*PROBLEM DETAILS:*
Pull out and copy every line of the items below that contains the string "mushroom". Case counts when matching.

*DATASET RECORDS:*
• • • • •
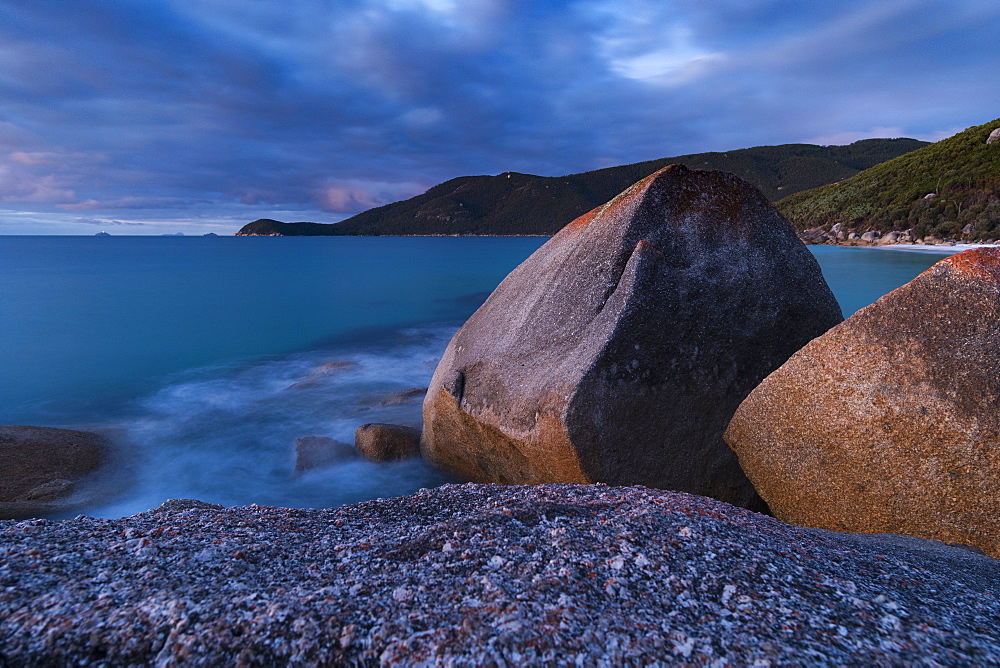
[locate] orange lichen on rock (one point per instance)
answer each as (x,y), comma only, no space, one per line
• • • • •
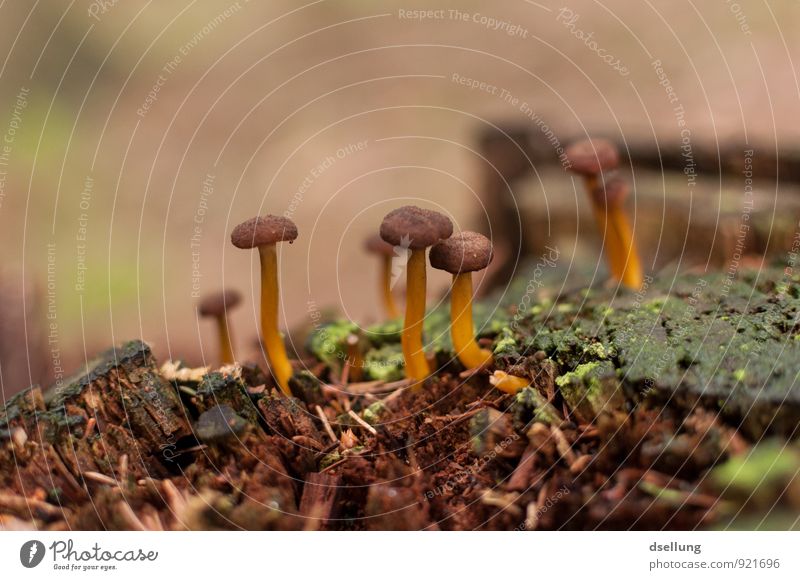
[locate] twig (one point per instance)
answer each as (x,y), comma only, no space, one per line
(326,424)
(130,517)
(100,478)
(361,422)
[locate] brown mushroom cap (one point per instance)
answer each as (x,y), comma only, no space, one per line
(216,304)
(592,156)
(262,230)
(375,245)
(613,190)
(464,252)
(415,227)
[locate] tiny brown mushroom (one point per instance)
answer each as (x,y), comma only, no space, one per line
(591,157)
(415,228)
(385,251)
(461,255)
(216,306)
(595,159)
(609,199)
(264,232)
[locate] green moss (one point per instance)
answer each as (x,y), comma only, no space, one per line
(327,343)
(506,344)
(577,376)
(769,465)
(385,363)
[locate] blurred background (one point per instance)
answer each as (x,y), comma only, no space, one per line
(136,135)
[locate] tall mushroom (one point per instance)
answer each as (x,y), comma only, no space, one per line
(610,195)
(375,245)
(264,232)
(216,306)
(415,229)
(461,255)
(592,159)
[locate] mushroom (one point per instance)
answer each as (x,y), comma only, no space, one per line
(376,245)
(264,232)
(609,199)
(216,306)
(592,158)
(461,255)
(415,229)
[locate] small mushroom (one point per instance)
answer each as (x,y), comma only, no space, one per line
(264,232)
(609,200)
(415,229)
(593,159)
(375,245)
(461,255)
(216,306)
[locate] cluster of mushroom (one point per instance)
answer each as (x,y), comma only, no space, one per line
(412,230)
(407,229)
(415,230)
• • • • •
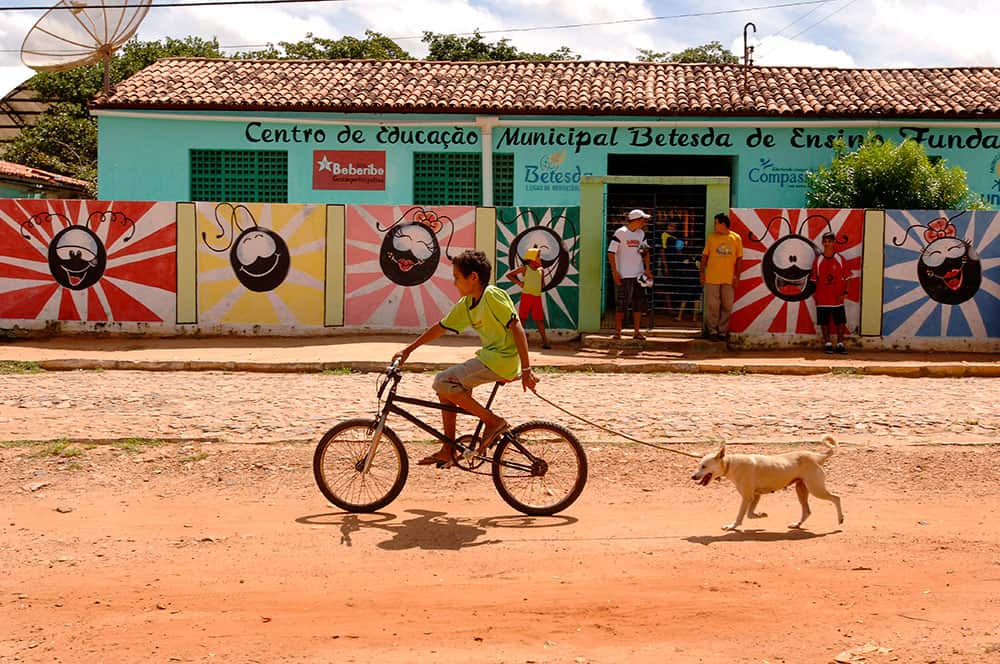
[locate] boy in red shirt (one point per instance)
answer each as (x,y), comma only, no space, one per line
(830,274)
• • • • •
*EXERCISE ANSWER:*
[locate] brown mushroom cap (one point per instance)
[locate] tiny brown mushroom (one point per instance)
[locate] tall mushroom (one point per instance)
[locate] mushroom (one point per instance)
[locate] small mushroom (one point per instance)
[locate] cluster of mushroom (one point per instance)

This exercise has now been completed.